[Pointing dataset excerpts]

========

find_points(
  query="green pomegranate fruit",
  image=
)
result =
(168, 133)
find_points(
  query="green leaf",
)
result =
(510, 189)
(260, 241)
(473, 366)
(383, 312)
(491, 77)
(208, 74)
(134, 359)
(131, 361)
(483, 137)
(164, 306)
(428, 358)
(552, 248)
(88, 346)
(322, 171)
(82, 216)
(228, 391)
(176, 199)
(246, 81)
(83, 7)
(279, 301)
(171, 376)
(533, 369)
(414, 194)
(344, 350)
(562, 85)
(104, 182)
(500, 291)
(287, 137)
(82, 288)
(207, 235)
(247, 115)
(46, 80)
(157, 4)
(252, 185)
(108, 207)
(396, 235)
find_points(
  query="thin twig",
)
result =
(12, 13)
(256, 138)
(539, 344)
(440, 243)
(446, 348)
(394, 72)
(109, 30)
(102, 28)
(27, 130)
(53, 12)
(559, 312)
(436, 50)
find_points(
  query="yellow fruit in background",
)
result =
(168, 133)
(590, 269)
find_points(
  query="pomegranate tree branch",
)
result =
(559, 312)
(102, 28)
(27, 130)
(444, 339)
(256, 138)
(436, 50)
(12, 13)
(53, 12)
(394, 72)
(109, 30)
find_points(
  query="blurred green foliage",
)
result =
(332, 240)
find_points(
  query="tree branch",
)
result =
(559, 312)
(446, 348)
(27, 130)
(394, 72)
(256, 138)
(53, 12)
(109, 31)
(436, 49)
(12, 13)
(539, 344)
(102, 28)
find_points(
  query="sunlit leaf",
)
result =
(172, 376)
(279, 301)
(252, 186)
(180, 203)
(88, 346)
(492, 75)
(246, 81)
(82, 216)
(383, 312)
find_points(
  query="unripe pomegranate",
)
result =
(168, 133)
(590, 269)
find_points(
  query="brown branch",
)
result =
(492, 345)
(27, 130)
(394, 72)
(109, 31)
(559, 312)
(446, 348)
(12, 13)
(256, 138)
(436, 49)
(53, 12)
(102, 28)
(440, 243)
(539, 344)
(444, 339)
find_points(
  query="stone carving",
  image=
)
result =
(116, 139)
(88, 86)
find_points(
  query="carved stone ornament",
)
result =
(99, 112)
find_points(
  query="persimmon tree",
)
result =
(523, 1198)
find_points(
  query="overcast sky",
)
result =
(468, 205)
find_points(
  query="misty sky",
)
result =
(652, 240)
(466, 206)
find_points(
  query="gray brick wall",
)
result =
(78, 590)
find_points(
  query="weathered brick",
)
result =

========

#### YOUR INSTRUCTIONS
Your task is to extract all of the records exactly.

#### ANSWER
find_points(
  query="green pomegranate fruit",
  image=
)
result =
(168, 133)
find_points(
  query="green leaf",
)
result =
(510, 189)
(260, 241)
(473, 366)
(383, 312)
(491, 77)
(208, 74)
(134, 359)
(131, 361)
(483, 137)
(164, 306)
(428, 358)
(552, 248)
(88, 346)
(322, 171)
(82, 216)
(228, 391)
(176, 199)
(246, 81)
(83, 7)
(279, 301)
(171, 376)
(533, 369)
(414, 194)
(344, 350)
(562, 85)
(104, 182)
(500, 291)
(287, 137)
(82, 288)
(207, 235)
(247, 115)
(46, 80)
(157, 4)
(252, 185)
(108, 207)
(396, 235)
find_points(
  query="thin twig",
)
result =
(12, 13)
(256, 138)
(539, 344)
(440, 243)
(446, 348)
(394, 72)
(109, 30)
(102, 28)
(27, 130)
(53, 12)
(559, 312)
(436, 50)
find_points(
  query="yellow fruit in background",
)
result =
(168, 133)
(590, 269)
find_points(
  query="pomegranate tree branch",
)
result =
(559, 312)
(102, 28)
(27, 130)
(444, 339)
(256, 138)
(436, 50)
(12, 13)
(53, 12)
(394, 72)
(109, 30)
find_points(
  query="blurred green foliage",
)
result =
(332, 240)
find_points(
  query="tree branch",
)
result =
(559, 312)
(446, 348)
(27, 130)
(394, 72)
(256, 138)
(53, 12)
(109, 31)
(436, 49)
(12, 13)
(539, 344)
(102, 28)
find_points(
  query="sunlit leaf",
)
result =
(172, 376)
(279, 301)
(252, 186)
(180, 203)
(88, 346)
(492, 75)
(246, 81)
(82, 216)
(383, 312)
find_points(
  query="unripe pomegranate",
)
result =
(168, 133)
(590, 269)
find_points(
  query="brown branch",
)
result =
(492, 345)
(27, 130)
(394, 72)
(109, 31)
(559, 312)
(446, 348)
(12, 13)
(256, 138)
(436, 49)
(53, 12)
(102, 28)
(440, 243)
(539, 344)
(444, 339)
find_points(
  query="stone carving",
  image=
)
result =
(116, 139)
(88, 86)
find_points(
  query="carved stone ornament",
)
result =
(99, 112)
find_points(
  query="persimmon tree",
)
result =
(523, 1198)
find_points(
  query="overcast sky",
)
result =
(468, 205)
find_points(
  query="misty sky",
)
result =
(652, 240)
(466, 206)
find_points(
  query="gray brick wall",
)
result =
(78, 590)
find_points(
  query="weathered brick",
)
result =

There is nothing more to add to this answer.